Rows from a box labeling dataset
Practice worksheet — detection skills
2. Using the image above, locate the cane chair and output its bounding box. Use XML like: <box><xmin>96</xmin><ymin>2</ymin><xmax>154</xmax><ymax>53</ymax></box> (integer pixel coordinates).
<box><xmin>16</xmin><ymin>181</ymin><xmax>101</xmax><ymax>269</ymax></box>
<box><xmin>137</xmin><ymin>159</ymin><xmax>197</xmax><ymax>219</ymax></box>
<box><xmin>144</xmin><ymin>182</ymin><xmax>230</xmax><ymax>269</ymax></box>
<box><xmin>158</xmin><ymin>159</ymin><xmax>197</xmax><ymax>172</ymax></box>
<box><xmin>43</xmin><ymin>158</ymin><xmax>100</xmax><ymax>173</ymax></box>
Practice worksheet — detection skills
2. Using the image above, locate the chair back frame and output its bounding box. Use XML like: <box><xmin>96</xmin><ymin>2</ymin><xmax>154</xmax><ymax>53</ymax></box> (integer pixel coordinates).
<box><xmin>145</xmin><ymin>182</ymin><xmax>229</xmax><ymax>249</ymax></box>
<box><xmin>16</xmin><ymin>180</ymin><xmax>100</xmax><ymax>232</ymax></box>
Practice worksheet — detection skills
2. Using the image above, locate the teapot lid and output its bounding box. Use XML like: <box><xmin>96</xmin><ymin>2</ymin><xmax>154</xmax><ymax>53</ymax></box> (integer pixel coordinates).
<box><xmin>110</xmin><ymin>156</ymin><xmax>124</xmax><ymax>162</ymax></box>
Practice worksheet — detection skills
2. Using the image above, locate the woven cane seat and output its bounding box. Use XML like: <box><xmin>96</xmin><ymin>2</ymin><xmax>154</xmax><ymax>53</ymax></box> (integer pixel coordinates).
...
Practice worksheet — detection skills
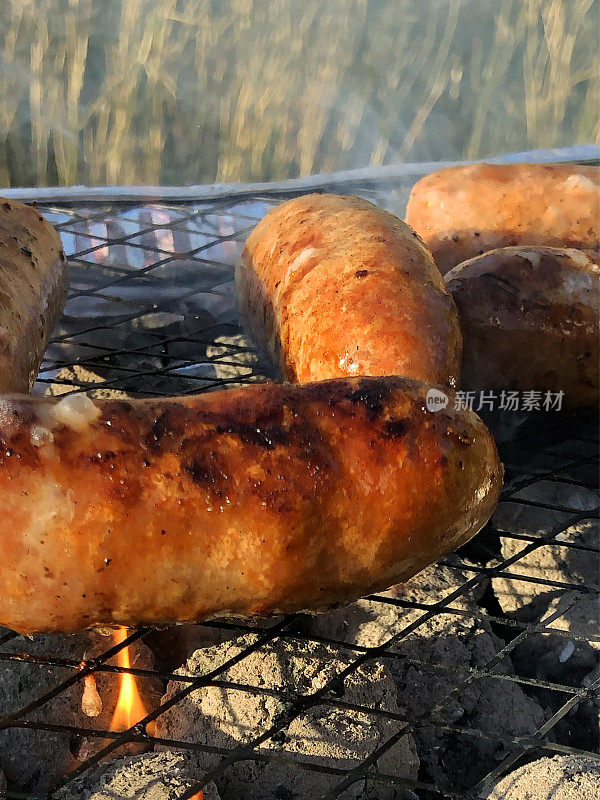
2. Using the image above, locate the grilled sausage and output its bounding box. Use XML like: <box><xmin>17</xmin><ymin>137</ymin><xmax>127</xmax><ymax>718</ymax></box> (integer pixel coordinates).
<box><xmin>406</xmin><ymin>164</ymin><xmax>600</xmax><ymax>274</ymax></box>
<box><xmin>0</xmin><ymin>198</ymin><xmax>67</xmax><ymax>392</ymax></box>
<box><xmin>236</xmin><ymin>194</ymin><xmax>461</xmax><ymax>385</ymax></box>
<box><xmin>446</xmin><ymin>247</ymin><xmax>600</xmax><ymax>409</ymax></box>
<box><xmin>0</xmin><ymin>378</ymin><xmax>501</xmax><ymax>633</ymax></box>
--
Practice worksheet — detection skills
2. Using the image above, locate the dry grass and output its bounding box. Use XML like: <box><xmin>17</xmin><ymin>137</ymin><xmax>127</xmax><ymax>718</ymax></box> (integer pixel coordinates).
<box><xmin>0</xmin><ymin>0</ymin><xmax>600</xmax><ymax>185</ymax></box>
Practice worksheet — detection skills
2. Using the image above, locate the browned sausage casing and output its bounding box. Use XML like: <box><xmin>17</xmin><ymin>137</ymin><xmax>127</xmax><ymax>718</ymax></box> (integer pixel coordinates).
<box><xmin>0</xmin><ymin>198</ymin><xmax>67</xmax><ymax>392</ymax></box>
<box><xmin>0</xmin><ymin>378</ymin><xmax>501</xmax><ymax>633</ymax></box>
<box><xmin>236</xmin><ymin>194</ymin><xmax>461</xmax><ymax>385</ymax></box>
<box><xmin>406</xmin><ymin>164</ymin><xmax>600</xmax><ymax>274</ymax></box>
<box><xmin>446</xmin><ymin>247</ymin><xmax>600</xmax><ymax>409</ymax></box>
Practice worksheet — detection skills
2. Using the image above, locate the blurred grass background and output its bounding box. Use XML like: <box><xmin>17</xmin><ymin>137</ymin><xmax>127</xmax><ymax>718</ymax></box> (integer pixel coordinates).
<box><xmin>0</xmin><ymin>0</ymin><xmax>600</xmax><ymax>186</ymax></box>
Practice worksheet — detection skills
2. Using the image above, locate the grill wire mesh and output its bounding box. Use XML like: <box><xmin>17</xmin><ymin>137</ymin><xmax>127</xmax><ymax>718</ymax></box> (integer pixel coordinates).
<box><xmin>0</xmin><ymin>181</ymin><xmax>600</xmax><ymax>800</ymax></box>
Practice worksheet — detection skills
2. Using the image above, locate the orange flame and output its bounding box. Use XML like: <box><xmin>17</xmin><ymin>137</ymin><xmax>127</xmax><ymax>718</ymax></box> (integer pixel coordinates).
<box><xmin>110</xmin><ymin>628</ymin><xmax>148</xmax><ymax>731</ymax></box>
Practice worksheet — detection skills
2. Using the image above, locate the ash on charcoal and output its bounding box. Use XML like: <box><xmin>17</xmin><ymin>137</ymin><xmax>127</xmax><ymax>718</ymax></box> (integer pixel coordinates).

» JOB: Pick out every line of the items above that contains the word "sausage" and copy each one. Treat uppercase and lowercase as different.

» TASK OUTPUT:
2. Using the image above, locate the grilled sausage and output its bounding box. Use XML like: <box><xmin>17</xmin><ymin>137</ymin><xmax>127</xmax><ymax>718</ymax></box> (integer pixel coordinates).
2. Using the image above, locate the browned sausage casing and output its bounding box. Use XML like: <box><xmin>17</xmin><ymin>137</ymin><xmax>127</xmax><ymax>718</ymax></box> (integer pixel coordinates).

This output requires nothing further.